▶ [What you are asked to do]: Count the lines in the records below that contain the string “curly”. Reply with the number only.

[start Records provided]

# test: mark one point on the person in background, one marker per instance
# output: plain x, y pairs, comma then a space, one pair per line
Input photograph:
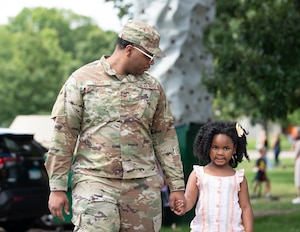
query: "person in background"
264, 143
296, 147
276, 148
119, 117
222, 192
261, 174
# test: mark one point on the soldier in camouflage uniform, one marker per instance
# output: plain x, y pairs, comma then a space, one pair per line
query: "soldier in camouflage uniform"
116, 117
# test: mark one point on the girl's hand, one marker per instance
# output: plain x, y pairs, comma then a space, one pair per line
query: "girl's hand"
179, 207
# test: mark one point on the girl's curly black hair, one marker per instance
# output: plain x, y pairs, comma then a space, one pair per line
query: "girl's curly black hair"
204, 137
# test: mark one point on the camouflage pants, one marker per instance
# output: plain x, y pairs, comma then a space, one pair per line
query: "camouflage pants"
118, 205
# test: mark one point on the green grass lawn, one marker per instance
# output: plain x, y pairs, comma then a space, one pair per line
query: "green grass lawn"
280, 215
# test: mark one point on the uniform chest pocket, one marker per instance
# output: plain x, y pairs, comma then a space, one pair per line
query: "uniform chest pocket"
101, 102
148, 100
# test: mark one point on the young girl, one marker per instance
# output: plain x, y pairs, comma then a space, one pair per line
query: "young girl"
222, 192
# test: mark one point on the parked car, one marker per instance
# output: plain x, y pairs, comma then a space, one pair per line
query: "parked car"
24, 187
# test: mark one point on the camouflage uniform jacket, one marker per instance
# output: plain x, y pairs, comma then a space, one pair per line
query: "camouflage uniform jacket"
119, 123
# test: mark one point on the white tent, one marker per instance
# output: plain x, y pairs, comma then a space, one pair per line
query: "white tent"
39, 125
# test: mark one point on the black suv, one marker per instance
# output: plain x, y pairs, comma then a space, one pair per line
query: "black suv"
24, 187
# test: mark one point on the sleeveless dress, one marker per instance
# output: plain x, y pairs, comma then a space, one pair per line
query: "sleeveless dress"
218, 208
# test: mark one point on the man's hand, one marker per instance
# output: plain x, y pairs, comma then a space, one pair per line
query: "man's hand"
58, 201
177, 202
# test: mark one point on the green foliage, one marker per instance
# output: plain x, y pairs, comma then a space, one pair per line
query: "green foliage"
256, 64
123, 6
39, 49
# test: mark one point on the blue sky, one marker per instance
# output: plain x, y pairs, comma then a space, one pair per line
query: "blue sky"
102, 12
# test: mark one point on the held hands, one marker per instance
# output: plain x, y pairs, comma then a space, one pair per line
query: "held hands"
179, 208
58, 201
177, 203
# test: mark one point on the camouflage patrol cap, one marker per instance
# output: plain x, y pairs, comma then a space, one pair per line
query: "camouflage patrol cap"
142, 34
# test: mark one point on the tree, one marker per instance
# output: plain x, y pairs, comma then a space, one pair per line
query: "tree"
256, 61
39, 49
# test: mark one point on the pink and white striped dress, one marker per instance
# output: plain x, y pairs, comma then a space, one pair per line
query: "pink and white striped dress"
218, 208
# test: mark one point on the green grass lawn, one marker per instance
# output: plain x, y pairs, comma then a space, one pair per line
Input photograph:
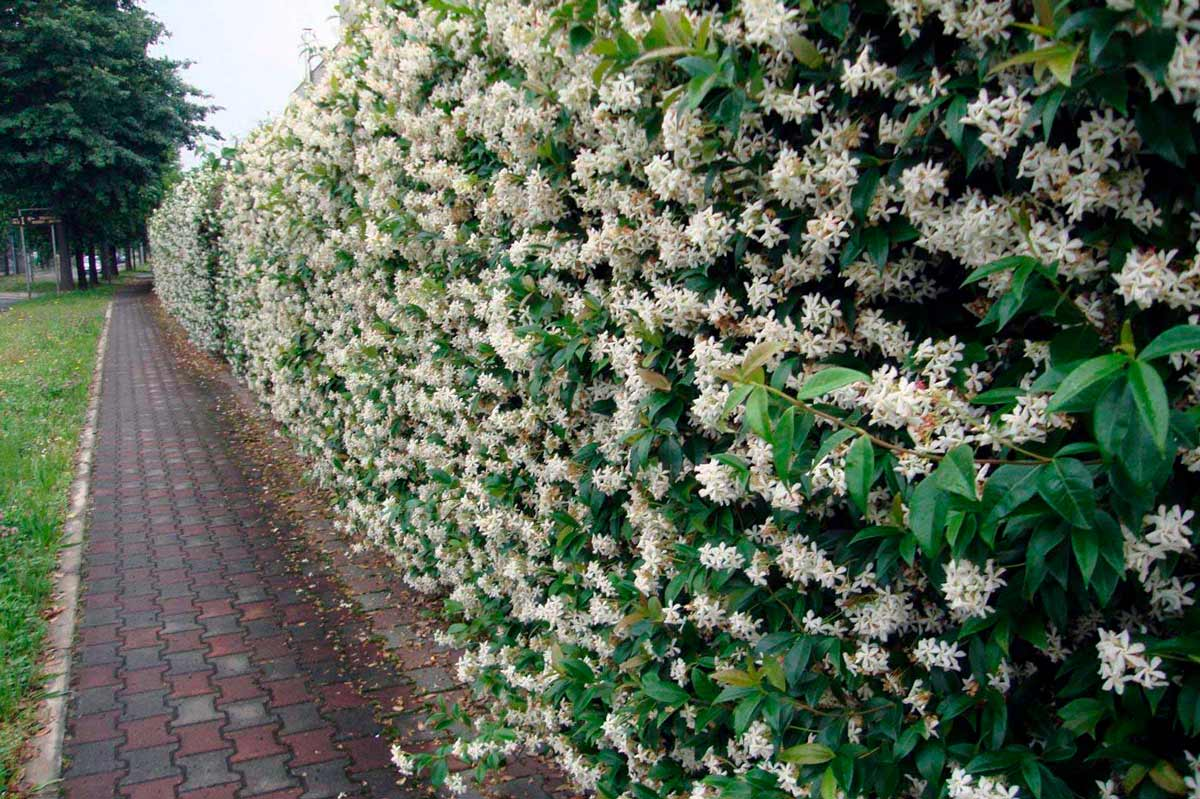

[end Records provided]

▶ [Finished exercise]: 2